» **Exercise objective**
Only lines containing the string "task" belong in the answer; copy all of them from the entries.

--- Input data ---

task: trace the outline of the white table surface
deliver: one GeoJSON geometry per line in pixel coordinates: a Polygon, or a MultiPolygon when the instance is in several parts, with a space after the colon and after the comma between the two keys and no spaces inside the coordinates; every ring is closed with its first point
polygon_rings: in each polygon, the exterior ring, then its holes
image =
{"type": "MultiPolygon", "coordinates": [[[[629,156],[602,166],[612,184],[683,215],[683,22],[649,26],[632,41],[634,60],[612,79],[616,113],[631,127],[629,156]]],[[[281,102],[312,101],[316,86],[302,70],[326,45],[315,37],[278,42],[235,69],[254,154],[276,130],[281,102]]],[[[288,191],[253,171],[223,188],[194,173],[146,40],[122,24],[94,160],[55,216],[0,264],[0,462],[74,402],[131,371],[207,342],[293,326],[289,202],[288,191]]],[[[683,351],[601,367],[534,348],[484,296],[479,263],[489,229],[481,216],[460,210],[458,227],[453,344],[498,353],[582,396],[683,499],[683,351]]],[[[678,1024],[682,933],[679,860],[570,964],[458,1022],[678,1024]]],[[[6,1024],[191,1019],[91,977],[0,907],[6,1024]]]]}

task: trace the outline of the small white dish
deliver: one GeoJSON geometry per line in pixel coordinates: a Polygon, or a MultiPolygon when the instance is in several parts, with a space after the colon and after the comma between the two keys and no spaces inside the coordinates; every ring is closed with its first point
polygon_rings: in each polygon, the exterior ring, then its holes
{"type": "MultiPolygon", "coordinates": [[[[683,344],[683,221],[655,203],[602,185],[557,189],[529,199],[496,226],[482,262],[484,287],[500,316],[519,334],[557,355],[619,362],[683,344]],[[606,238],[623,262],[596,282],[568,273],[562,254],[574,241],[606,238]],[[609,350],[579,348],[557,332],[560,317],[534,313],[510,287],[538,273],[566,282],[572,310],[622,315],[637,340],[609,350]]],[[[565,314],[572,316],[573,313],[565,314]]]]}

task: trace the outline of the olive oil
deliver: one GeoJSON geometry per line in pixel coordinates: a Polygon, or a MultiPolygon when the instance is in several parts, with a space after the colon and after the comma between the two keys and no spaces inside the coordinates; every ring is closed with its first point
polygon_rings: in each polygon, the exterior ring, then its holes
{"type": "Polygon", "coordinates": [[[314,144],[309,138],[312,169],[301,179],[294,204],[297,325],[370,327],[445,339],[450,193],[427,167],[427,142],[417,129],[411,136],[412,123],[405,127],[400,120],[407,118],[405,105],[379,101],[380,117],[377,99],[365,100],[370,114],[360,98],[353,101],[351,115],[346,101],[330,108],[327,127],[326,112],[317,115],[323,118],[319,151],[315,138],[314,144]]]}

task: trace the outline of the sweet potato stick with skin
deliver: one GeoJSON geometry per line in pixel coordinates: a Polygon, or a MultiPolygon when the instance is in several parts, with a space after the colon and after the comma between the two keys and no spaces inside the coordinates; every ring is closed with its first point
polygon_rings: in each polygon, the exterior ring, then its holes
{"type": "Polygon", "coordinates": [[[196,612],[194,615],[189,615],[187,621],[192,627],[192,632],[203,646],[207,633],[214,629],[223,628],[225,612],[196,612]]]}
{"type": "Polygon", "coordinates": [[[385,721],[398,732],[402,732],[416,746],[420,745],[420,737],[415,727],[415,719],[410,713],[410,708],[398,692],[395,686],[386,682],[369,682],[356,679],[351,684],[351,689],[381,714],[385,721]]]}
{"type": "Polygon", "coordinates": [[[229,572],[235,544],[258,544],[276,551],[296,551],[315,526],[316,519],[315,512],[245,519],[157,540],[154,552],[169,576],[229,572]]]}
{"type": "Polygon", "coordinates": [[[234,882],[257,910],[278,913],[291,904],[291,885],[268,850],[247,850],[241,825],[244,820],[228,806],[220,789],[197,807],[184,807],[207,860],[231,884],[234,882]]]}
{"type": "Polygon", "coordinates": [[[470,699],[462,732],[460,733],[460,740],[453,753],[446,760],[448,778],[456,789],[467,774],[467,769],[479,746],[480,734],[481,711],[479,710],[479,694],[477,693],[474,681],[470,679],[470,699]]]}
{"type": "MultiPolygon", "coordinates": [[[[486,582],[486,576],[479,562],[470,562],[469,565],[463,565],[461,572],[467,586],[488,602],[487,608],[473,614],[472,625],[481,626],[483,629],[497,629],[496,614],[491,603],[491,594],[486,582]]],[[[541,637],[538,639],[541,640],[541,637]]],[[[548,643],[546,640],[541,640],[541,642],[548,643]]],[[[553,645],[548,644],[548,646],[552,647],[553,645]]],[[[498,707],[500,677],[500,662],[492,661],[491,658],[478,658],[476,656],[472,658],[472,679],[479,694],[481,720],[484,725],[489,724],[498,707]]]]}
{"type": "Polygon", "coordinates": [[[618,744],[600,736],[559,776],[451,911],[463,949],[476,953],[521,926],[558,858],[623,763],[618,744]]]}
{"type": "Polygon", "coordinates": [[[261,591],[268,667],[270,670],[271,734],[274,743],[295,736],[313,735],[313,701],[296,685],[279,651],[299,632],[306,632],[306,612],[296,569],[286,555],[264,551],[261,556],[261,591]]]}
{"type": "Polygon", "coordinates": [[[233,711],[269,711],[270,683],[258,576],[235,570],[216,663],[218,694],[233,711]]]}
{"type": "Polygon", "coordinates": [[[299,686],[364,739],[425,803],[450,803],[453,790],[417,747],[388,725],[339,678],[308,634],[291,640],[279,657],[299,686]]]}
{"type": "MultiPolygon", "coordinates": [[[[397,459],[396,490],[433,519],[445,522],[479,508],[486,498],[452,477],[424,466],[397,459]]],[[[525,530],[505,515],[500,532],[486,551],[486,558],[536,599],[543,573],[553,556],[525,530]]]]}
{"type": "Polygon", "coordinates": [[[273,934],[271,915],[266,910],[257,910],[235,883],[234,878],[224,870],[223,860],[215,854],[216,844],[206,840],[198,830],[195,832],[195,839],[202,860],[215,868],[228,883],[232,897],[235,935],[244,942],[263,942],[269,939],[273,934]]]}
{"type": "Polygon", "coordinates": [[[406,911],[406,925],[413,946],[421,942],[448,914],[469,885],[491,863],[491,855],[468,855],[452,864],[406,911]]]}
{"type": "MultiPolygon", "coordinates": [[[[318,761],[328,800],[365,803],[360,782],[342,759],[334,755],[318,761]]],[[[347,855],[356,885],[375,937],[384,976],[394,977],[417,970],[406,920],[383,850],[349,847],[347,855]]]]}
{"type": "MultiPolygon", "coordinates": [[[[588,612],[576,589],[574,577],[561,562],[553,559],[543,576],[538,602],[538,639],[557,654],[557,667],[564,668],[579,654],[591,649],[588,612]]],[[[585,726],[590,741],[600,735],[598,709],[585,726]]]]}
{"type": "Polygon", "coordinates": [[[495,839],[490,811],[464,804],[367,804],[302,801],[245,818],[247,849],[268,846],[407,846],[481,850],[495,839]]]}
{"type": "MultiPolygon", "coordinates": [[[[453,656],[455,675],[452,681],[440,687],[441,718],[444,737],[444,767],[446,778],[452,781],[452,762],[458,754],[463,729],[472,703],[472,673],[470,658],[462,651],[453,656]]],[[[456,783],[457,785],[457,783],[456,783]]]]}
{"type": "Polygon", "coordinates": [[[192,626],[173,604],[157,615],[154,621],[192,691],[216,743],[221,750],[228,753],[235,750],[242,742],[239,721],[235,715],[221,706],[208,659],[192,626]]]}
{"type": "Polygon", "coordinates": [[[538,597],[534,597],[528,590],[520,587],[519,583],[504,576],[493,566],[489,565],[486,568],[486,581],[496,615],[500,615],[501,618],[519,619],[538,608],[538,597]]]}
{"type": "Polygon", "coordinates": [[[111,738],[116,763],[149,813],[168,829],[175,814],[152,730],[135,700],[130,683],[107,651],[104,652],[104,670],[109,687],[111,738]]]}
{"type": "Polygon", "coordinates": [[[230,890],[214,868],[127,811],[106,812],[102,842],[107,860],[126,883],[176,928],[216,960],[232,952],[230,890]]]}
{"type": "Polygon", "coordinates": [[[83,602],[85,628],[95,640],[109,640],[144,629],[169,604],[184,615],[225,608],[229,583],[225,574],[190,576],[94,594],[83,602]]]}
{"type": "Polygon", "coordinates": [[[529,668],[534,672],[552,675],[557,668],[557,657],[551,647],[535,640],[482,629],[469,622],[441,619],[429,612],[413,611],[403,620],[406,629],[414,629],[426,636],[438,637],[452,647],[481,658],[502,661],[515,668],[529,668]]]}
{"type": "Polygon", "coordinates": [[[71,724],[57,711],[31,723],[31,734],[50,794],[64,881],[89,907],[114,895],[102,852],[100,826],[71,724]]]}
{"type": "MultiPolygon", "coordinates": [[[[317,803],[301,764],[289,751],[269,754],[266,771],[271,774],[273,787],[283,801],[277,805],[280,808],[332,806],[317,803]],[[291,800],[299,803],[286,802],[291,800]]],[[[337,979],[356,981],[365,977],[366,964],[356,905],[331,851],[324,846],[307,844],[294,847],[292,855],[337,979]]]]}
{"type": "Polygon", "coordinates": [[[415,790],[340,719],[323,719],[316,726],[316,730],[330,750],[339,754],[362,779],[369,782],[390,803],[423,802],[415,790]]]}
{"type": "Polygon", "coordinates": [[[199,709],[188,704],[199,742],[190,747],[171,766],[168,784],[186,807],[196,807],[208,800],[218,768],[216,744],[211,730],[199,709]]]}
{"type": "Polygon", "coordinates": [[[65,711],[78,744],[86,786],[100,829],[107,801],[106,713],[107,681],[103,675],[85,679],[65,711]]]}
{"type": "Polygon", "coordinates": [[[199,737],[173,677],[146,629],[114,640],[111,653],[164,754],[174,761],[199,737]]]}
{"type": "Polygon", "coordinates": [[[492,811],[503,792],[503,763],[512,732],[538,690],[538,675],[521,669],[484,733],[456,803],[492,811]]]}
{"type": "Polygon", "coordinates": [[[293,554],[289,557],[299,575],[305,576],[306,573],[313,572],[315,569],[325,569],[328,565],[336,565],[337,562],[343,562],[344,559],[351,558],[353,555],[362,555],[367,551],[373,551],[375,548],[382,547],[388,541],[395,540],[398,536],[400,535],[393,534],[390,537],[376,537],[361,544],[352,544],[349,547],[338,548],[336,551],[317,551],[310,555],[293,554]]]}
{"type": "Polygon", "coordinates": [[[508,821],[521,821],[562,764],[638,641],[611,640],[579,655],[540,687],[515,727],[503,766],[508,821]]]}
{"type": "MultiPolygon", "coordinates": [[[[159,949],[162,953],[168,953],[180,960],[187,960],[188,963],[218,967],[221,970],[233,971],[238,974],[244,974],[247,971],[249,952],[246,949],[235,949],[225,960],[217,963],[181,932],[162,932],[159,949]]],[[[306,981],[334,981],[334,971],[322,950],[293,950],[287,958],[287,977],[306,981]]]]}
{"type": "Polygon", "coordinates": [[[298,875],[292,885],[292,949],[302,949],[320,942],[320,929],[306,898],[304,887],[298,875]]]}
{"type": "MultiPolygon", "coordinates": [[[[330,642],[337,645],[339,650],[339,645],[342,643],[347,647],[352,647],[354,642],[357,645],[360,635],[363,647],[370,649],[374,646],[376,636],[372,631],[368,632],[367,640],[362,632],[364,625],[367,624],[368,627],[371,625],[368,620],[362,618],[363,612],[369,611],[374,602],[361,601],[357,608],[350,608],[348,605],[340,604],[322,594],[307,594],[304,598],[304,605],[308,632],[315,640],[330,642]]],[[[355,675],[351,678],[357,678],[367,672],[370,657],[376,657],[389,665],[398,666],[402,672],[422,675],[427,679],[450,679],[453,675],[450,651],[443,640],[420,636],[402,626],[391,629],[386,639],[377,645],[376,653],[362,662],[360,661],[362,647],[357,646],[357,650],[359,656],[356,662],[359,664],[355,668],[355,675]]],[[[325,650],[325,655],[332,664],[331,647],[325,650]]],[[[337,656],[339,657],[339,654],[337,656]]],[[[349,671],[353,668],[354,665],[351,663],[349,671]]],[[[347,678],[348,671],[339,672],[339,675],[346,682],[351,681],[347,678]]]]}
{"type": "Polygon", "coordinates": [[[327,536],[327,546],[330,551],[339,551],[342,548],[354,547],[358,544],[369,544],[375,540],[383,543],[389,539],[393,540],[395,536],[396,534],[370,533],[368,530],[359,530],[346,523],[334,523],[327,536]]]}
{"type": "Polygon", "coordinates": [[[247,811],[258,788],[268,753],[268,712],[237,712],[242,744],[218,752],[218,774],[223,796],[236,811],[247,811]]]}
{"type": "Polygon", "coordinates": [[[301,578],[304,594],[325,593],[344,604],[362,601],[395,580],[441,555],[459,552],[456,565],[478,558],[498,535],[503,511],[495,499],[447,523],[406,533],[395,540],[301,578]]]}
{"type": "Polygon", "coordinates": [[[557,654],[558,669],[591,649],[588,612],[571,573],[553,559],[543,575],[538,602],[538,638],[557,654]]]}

---

» **Answer section**
task: trace the outline of the white table surface
task: trace the outline of the small white dish
task: trace the outline of the olive oil
task: trace the outline of the sweet potato stick with skin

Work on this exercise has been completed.